TEXT EXTRACT »
++++++++++

5 reasons to update the enterprise IoT security roadmap

In order for widespread IoT adoption to take hold, the industry needs to mandate minimum levels of security measures across the board.

1. Security concerns have never been greater or higher profile.

As the ever-growing Internet of Things becomes a staple in households across America through smart, connected devices, the risk of security breaches is a concept brought to the average consumers’ (at times, actual) front door.

The growth in security concerns — ranging from the fear of an intruder virtually flipping a door lock to a hacker taking down a power grid — comes from increasing threats from obsolete systems and protocols that haven’t updated to meet the security requirements of the growing ecosystem of connected devices.

Weaknesses in platform security could push existing smart home owners to uproot their whole system for a new one, or it could even prevent potential consumers from entering the smart home revolution.

>See also: The Trojan horse: 2017 cyber security trends

With the media vociferously covering high-profile hacking (i.e. the largest cyber-attack ever at Dyn; hackers activating emergency sirens across Dallas, hackable cardiac devices; and the Trendnet webcam hack), it’s logical that consumer fears about security risks will only grow.

But that consumer fear can be productive, as it’s translated into accelerated motivation for developers and manufacturers to address security issues.

2. In an IoT ecosystem of many interconnected devices, the system may only be as secure as the weakest, least-secure device on the network.

According to IDC, by 2025, approximately 80 billion devices will be connected to the internet.

But with only some of these devices on a secured internet network, even when using security of the highest levels, can be vulnerable to exploitable holes or weaknesses on the other more vulnerable devices within the network.

++++++++++

STORED ROWS »

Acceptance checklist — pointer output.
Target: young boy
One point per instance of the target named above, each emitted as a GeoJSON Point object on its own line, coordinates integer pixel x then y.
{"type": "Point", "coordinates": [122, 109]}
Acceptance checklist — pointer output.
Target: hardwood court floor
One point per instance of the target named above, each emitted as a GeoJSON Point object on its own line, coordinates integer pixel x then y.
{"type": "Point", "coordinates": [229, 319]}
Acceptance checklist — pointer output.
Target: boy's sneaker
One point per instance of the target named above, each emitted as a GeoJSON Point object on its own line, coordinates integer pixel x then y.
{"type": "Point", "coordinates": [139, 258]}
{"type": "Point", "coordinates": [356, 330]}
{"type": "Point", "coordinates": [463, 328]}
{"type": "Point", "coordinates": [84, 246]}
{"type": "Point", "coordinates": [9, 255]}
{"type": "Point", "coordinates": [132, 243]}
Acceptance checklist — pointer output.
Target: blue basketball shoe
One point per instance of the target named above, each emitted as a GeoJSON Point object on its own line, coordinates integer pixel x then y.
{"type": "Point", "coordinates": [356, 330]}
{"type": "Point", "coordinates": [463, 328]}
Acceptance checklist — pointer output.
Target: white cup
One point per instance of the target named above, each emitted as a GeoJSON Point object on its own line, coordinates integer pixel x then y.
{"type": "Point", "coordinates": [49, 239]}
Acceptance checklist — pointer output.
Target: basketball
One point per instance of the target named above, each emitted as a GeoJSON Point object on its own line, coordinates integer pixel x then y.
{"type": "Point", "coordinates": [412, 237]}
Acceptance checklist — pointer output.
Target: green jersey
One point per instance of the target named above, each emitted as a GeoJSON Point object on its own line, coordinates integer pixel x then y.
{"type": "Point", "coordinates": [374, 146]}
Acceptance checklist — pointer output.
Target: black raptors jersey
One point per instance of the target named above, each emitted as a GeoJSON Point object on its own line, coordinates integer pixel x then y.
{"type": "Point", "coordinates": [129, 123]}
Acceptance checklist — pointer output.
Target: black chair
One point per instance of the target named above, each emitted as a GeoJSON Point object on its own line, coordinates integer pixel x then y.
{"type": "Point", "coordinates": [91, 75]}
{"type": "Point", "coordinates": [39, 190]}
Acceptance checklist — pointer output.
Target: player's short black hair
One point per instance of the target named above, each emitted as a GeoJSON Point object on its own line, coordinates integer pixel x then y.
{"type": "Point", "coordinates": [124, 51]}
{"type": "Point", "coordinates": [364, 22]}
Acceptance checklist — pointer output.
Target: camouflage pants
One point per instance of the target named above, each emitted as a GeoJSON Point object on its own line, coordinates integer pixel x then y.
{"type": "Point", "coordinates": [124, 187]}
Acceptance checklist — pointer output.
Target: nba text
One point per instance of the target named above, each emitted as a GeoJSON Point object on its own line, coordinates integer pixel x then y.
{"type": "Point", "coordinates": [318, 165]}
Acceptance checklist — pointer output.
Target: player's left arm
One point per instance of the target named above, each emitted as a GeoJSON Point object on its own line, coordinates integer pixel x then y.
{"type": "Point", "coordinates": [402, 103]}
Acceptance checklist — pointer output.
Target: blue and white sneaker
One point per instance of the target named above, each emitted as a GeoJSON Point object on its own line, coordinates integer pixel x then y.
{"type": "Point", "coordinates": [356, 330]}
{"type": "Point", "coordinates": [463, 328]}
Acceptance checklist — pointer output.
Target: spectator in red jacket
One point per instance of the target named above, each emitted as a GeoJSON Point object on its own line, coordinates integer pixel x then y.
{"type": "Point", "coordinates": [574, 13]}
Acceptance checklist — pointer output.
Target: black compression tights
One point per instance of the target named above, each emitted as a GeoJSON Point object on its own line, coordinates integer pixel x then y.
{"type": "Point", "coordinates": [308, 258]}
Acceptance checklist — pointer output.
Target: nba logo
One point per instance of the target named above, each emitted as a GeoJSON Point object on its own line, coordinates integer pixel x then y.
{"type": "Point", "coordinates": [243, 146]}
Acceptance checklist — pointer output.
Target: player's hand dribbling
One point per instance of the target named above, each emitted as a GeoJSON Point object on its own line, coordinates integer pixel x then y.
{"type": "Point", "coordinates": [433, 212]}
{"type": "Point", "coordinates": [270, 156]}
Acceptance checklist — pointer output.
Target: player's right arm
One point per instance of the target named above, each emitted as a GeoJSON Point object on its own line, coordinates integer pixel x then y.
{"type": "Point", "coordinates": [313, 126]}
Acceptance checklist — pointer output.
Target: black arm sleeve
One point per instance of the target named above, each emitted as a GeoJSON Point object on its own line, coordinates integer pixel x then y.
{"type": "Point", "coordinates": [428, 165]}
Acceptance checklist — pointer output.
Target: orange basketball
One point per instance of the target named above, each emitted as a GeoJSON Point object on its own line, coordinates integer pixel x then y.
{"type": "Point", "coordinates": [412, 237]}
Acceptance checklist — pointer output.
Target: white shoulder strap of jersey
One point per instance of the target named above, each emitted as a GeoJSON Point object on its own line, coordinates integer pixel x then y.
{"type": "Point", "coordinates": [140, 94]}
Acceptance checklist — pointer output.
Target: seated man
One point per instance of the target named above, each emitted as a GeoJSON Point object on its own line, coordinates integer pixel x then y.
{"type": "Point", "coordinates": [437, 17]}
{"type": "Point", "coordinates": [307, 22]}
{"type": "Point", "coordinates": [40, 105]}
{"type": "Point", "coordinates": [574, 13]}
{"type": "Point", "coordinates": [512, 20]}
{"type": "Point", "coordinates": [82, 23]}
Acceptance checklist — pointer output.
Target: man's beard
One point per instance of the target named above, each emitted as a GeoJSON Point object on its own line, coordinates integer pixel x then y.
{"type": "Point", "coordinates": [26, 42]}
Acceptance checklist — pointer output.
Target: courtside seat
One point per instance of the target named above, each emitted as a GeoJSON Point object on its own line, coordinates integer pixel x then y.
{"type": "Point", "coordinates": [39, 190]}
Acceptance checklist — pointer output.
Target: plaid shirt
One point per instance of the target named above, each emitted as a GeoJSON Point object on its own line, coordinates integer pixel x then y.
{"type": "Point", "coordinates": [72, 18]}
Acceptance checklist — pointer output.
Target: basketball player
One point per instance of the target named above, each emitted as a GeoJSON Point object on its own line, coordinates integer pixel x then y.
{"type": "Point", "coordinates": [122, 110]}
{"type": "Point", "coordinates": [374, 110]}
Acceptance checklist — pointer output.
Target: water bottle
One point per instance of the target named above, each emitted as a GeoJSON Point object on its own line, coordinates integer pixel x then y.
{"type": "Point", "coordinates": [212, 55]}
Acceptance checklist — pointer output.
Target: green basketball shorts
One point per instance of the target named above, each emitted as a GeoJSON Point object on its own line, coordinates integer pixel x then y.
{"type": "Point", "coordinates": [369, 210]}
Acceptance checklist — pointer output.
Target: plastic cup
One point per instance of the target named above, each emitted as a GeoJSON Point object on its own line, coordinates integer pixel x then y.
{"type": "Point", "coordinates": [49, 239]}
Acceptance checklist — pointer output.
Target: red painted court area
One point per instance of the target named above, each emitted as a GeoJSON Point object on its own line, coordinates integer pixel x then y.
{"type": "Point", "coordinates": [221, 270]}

++++++++++

EXERCISE SET »
1: According to IDC in the IoT security article, about how many devices will be connected to the internet by 2025?
2: Please duplicate the stretch of the IoT security article from "5 reasons to" through "of connected devices.".
The entries have no role here.

WRITTEN RESPONSES »
1: Approximately 80 billion devices.

2:
5 reasons to update the enterprise IoT security roadmap

In order for widespread IoT adoption to take hold, the industry needs to mandate minimum levels of security measures across the board.

1. Security concerns have never been greater or higher profile.

As the ever-growing Internet of Things becomes a staple in households across America through smart, connected devices, the risk of security breaches is a concept brought to the average consumers’ (at times, actual) front door.

The growth in security concerns — ranging from the fear of an intruder virtually flipping a door lock to a hacker taking down a power grid — comes from increasing threats from obsolete systems and protocols that haven’t updated to meet the security requirements of the growing ecosystem of connected devices.